» DOCUMENT PASSAGE
## BEGIN

A2 – The Object Box
The Object Box: A Useless Thing – exploring options
One of my two ideas I want to proceed with for my assignment is the Object Box. A box of items that the beholder can engage with, driven by curiosity to open and to unfold, and desire to make sense out of it. Inspired by my travel life and initial object-box performance of opening the box and a step by step removal of objects, a spatial and temporal displacement.
I would consider this as a sculptural painting and a display of objects questioning the notion of a painting as an object. This might be seen in the context of Marcel Duchamp’s (1935-41) Boîte en valise. Duchamp’s work is a collection of items made by him in the past, alongside one original piece (he made a limited edition of 20) and addressing ‘museums’ ever-increasing traffic in reproductions and question the relative importance of the “original” work of art. (The Museum of Modern Art (1999). For me, it is not about institutional operations, but more about the experience and question how we build relationships to objects around us.

## END

In the Object Box text, which work by Marcel Duchamp is named as a context for the project?

» DATASET EXTRACT
## BEGIN

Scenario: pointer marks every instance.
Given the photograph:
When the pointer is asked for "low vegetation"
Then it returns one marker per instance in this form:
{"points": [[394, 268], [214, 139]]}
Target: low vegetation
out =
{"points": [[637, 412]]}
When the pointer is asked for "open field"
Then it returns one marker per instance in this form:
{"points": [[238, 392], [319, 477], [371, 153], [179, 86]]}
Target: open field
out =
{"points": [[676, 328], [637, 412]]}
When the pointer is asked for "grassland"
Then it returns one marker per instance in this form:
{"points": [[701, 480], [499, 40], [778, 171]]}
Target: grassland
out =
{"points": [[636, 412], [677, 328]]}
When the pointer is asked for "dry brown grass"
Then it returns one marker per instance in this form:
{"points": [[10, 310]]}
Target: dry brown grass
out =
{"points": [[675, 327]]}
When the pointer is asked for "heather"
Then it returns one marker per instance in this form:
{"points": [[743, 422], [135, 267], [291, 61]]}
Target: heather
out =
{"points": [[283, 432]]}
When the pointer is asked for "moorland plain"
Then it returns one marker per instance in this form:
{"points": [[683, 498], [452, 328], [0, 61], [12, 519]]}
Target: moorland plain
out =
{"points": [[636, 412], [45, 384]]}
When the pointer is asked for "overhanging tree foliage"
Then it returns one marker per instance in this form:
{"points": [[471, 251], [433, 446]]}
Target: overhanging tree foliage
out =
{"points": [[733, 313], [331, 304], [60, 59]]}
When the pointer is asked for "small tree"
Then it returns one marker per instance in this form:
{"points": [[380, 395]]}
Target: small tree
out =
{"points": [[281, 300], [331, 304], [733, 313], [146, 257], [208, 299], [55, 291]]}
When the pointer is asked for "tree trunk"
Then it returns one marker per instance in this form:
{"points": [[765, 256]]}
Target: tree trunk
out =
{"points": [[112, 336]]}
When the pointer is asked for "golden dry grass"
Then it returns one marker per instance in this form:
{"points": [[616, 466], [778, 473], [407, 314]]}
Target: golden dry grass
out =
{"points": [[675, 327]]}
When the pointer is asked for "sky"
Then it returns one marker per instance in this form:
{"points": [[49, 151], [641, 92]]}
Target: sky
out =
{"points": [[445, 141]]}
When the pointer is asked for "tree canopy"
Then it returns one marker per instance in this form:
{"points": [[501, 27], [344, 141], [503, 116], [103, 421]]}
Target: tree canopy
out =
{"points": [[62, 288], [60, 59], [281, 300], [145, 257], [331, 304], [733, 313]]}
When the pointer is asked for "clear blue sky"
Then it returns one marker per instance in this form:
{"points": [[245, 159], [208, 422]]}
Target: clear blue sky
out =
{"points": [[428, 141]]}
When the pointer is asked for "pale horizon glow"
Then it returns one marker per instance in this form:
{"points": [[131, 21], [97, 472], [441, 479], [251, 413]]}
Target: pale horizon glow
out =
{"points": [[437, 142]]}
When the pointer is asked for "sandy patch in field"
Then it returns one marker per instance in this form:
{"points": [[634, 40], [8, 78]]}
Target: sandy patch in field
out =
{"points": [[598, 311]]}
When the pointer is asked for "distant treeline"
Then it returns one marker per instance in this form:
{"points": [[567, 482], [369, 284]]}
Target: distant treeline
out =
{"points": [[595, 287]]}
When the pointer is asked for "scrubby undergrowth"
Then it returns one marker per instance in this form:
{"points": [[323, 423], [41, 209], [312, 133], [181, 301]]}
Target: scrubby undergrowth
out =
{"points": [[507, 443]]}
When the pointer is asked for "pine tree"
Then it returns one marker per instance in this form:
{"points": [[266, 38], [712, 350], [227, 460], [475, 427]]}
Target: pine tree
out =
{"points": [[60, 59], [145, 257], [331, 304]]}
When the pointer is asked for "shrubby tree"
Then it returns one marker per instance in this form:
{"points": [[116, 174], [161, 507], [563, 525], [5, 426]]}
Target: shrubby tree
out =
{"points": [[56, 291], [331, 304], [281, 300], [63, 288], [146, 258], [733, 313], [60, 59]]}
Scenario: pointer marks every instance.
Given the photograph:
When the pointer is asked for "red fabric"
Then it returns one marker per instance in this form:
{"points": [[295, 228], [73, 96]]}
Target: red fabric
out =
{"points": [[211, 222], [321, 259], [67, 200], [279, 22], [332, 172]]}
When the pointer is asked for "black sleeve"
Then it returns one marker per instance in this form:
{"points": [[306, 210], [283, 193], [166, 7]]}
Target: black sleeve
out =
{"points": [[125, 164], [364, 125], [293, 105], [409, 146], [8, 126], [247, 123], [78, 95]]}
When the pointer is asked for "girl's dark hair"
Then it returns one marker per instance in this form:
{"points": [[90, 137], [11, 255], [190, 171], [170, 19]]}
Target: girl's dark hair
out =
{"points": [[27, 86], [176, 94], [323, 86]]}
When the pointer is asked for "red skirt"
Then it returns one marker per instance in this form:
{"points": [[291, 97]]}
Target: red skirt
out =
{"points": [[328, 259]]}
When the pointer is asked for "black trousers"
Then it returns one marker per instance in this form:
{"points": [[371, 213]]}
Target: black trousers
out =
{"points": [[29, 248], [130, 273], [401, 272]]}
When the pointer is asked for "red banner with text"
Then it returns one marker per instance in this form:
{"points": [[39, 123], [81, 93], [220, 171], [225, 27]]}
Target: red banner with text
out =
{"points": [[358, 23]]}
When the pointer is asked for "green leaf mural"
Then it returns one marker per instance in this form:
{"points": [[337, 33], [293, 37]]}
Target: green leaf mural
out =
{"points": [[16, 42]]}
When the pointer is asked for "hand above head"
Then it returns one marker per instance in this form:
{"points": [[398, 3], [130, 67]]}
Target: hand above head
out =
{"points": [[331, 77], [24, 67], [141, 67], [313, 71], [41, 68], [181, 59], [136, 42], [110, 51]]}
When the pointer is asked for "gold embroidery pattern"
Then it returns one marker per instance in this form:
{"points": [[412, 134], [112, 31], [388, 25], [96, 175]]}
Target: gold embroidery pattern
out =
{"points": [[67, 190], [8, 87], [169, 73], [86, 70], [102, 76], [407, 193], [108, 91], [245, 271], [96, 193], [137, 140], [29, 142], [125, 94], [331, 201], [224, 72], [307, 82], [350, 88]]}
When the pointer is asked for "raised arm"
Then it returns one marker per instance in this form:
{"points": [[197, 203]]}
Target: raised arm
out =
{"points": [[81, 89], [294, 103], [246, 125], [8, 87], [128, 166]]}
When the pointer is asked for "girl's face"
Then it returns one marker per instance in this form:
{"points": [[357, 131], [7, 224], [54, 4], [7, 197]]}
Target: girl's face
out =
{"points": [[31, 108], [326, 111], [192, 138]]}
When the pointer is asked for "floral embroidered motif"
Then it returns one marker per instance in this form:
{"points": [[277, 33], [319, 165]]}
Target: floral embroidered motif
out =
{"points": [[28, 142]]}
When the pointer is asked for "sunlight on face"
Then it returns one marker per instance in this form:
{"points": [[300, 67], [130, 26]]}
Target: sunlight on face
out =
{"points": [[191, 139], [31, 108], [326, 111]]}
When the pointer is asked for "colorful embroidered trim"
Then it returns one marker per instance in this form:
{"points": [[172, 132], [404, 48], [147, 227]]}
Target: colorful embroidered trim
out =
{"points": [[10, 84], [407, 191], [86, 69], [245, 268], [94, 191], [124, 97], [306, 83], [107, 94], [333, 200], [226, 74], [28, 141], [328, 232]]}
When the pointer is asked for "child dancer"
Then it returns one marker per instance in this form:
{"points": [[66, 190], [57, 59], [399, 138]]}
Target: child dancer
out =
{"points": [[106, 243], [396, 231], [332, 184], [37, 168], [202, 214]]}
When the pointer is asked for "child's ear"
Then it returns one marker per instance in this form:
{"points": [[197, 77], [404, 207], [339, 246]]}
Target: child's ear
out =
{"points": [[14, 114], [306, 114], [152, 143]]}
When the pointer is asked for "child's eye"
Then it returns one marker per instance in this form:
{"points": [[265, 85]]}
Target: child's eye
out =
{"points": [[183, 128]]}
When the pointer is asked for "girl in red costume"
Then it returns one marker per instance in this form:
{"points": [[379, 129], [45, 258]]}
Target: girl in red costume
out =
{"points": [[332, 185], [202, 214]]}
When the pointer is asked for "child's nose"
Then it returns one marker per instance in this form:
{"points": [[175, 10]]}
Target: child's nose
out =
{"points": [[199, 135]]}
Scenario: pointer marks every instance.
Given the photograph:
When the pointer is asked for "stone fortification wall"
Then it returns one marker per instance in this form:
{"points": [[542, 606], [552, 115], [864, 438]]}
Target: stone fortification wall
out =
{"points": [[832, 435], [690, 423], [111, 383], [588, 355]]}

## END

» TASK OUTPUT
Boîte en valise (1935-41).